PASSAGE PROVIDED:

....................

The molecular structure of (I) is shown in Fig. 1. The complex assumes an octahedral coordination geometry, formed by a DABT molecule, an iminodiacetate dianion (IDA) and a coordinated water molecule. The tridentate IDA dianion chelates to the CrIII atom in a facial configuration, which is the common mode for IDA ligands in metal complexes (Mootz & Wunderlich, 1980; Subramaniam et al., 1994). Both chelating five-membered rings of the IDA ion display an envelope conformation, with atom N5 lying in the flap position and out-of the planes formed by the other four atoms by 0.220 (3) and 0.379 (3) Å, respectively. Carboxy groups of the IDA ion coordinate to the CrIII atom in a monodentate manner. The uncoordinated carboxy O atoms are linked to adjacent coordinated water or lattice water molecules via hydrogen bonds, as shown in Fig. 1 and Table 2.
Within the carboxy groups, the C—O(coordinated) distances [1.288 (3) and 1.284 (3) Å] are much longer than the C—O(uncoordinated) distances [1.222 (3) and 1.225 (3) Å; Table 1]. The differences [0.066 (4) and 0.059 (4) Å] are comparable to that found in the neutral carboxyl group of iminodiacetic acid [0.078 (4) Å; Bernstein, 1979]. The differences in C—O distances are are essentially the same as that found in the CrIII complex lithium difluoro(propanediamine-diacetato)chromium(III) [0.059 (4) Å; Bianchini et al., 1986].
The thiazole rings of the DABT molecule are approximately coplanar, the maximum atomic deviation being 0.0743 (12) Å (atom S2). It is notable that the planar DABT molecule chelating to a CrIII atom is inclined to the coordination plane defined by aroms O1, O3, N1, N3 and Cr by a larger dihedral angle [17.23 (7) °]. Hence the CrIII atom lies 0.402 (2) Å out of the DABT mean plane; however, the Cr—N(DABT) distances are normal. Although no geometry data for the DABT complex of CrIII is available for comparison, the Cr—N3 [2.0574 (17) Å] and Cr—N1 [2.0598 (17) Å] distances are similar to the average Cr—N distances found in the 2,2'-bipyridine complex of CrIII [2.064 (3) Å; Swaminathan et al., 1988] and the phenanthroline complex of CrIII [2.065 (8) Å; Ohbo et al., 1983]. The C1—N2 [1.319 (3) Å] and C6—N4 [1.331 (3) Å] distances suggest the existence of electron delocalization between thiazole rings and amino groups.
Extensive hydrogen-bonding interactions occur in the crystal (Table 2). While the amino N atoms of the DABT molecule are intramolecularly hydrogen bonded to the coordinated carboxy O atoms, the Cl− counter-ion and lattice water molecules are linked to the CrIII complex cation via hydrogen bonds (Fig. 1). The Cl− anion is simultaneously hydrogen bonded to the imino group of the IDA ion, the amino group of the DABT molecule and coordinated water molecules of adjacent complex cations, thus formng the hydrogen-bonded supramolecular structure shown in Fig. 2. The lattice water molecules are also involved in the supramolecular structure via hydrogen bonding to the carboxy group of the IDA ion and the amino group of the DABT molecule of neighboring complex cations. Three-centered hydrogen bonds occur in the crystal (Table 2), the sum of three angles about the H atoms being 354 (H2b) and 360 ° (H4a).
The neighboring parallel DABT planes are separated by 3.716 (7) Å, suggesting van der Waals contacts but not π–π stacking between DABT ligands in the crystal. Two symmetry-related O1W water molecules are loosely hydrogen bonded via atom H1B.

....................

SUPPLIED MATERIAL:
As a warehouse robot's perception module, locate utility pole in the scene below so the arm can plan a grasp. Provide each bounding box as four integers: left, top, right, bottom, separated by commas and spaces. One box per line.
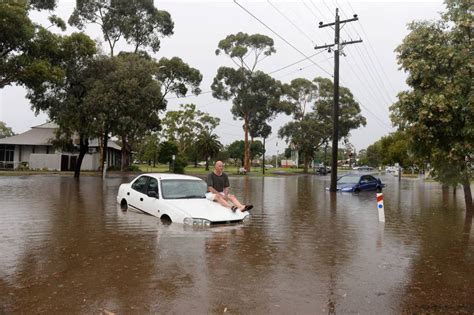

....................

Please print the stretch of the chromium complex text that starts at the words "The neighboring parallel" and stops after "via atom H1B.", changing nothing.

The neighboring parallel DABT planes are separated by 3.716 (7) Å, suggesting van der Waals contacts but not π–π stacking between DABT ligands in the crystal. Two symmetry-related O1W water molecules are loosely hydrogen bonded via atom H1B.